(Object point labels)

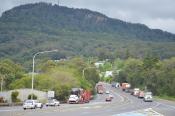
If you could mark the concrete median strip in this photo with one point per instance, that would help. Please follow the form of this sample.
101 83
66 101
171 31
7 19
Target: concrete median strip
144 112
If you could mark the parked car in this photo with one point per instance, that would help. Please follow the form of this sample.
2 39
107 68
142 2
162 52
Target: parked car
141 94
148 97
53 102
32 104
73 99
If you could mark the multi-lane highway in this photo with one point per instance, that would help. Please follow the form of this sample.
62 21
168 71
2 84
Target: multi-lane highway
123 104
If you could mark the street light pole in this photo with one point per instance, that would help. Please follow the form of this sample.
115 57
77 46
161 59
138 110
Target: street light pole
33 70
83 75
2 79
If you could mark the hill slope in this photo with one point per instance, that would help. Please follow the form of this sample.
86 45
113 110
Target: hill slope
26 29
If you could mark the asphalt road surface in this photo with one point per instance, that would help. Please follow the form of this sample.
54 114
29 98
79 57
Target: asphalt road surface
123 104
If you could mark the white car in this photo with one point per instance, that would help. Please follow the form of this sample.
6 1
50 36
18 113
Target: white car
32 104
53 102
73 99
148 97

Exercise objective: Copy the records above with every "in this photo" swapped for "in this image" and nothing else changed. Leave the pictures out.

Solution for this exercise:
If you could mark the concrete median strip in this image with one point per instance, that would help. Please follow the form of this sample.
101 83
66 101
171 31
7 19
Target: concrete median strip
144 112
If you could mark the parked car in this image with one point per instance, that would help. Please follow the form of this sample.
2 39
107 68
142 2
162 52
Target: parked car
141 94
148 97
53 102
32 104
73 99
If you could mark the multi-lane highway in this image with one point per instance, that would help. Please follow the form of this sample.
62 21
168 71
2 84
Target: multi-lane highway
123 104
If you could mark the street light pole in this image with one point per instance, that would help. Please follow the form of this sample.
115 57
77 46
161 59
138 110
Target: street light pole
33 70
83 75
2 79
If you could mark the hill slope in this image with one point per instance, that would help. Please follow the form of this sample.
86 45
113 110
Target: hill slope
26 29
If you could mark the asphalt road surface in this image with one point per instance, that would help. Please follow the form of this sample.
54 114
29 98
79 57
Target: asphalt road surface
123 104
If you could mark the white car in this image with one point per instance, that would help. Please follow the form of this sample.
6 1
50 36
18 113
Target: white car
32 104
53 102
73 99
148 97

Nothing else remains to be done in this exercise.